TEMPO.CO, Jakarta – Direktur Utama PT Garuda Indonesia (Persero) Tbk Irfan Setiaputra menceritakan bahwa perseroannya masih berada dalam kondisi babak belur akibat pandemi Covid-19 lantaran berkurangnya jumlah penumpang. Puncak penurunan tajam pergerakan penumpang tercatat pada Mei lalu ketika pemerintah memberlakukan PSBB.
Dia mencontohkan salah satu rute penerbangan dengan pergerakan yang sebelumnya diandalkan, yakni Jakarta-Denpasar, menjadi terpuruk pada masa pandemi. “Sebelum pandemi kami terbang ke Bali 16 frekuensi per hari. Setelah pandemi hanya satu kali,” tutur Irfan saat ditemui Tempo di kantornya, 29 Juli 2020.
Menurunnya jumlah penumpang juga didorong oleh aturan pemerintah setempat yang memberlakukan syarat masuk warga domestik berupa kewajiban tes swab atau PCR. Kala aturan itu diterapkan, Irfan berkisah maskapainya bahkan hanya mengangkut 20 orang penumpang dalam satu pesawat.
“Satu pesawat hanya diisi 20 orang penumpang. Padahal pada masa normal rata-rata kami bisa mengangkut 3.000 penumpang ke Bali,” tutur Irfan.

Butir Tugas 1. Menurut kutipan tentang Garuda Indonesia, berapa frekuensi penerbangan ke Bali per hari sebelum pandemi?
Butir Tugas 2. Tuliskan kembali bagian kutipan tentang Garuda Indonesia yang dimulai dari "TEMPO.CO, Jakarta –" dan diakhiri dengan "pemerintah memberlakukan PSBB.".

Butir Data.
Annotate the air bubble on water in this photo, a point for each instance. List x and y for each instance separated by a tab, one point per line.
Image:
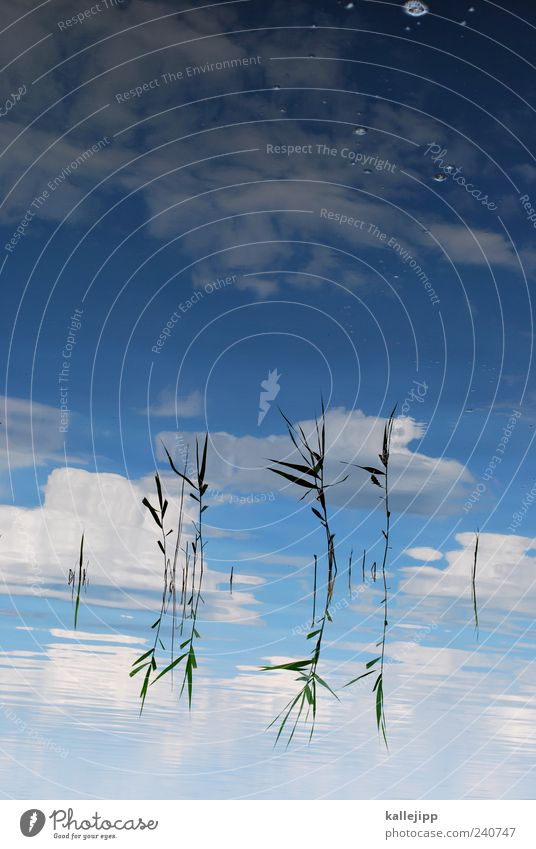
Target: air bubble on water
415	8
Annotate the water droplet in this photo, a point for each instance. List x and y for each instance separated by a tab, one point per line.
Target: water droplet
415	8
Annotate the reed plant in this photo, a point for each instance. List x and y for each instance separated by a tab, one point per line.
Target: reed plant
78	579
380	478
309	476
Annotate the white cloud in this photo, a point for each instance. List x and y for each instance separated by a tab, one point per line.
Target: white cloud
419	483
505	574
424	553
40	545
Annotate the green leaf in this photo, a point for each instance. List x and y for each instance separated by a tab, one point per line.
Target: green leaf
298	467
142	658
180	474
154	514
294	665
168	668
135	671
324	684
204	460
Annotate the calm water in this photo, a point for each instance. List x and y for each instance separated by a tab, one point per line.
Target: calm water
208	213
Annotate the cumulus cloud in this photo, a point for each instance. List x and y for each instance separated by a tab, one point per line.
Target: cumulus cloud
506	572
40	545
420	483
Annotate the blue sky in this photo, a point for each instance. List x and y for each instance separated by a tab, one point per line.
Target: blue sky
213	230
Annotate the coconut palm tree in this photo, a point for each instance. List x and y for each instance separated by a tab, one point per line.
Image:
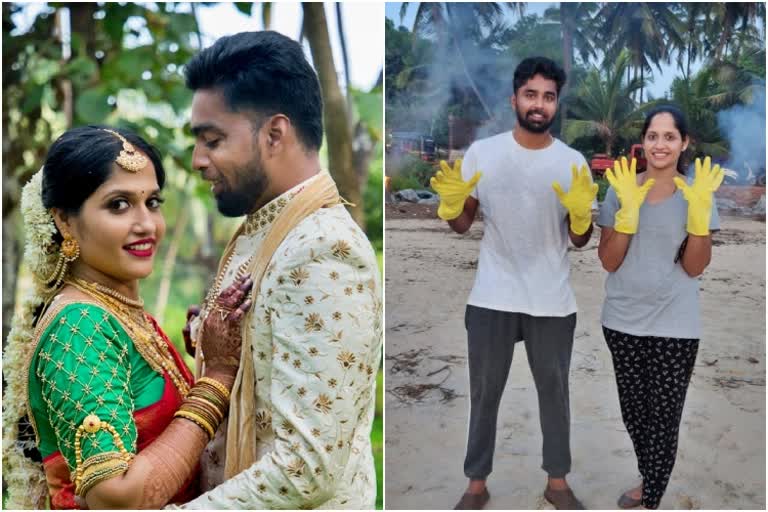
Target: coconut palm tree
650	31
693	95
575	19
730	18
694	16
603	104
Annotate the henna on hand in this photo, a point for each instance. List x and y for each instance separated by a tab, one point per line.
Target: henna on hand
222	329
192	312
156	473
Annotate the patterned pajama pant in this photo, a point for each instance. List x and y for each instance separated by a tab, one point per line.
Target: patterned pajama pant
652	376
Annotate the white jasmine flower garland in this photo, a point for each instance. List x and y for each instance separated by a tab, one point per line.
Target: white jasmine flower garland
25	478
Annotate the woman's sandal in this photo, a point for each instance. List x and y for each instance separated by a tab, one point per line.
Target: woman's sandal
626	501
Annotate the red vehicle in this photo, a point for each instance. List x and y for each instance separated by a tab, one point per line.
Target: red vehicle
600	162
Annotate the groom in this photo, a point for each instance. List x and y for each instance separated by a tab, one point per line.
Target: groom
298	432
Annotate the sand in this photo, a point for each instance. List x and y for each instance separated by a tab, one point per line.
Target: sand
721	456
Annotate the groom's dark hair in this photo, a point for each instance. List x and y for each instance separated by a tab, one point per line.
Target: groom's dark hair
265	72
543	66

Pembahasan Jawaban 1. Sebanyak 16 frekuensi per hari.

Pembahasan Jawaban 2.
TEMPO.CO, Jakarta – Direktur Utama PT Garuda Indonesia (Persero) Tbk Irfan Setiaputra menceritakan bahwa perseroannya masih berada dalam kondisi babak belur akibat pandemi Covid-19 lantaran berkurangnya jumlah penumpang. Puncak penurunan tajam pergerakan penumpang tercatat pada Mei lalu ketika pemerintah memberlakukan PSBB.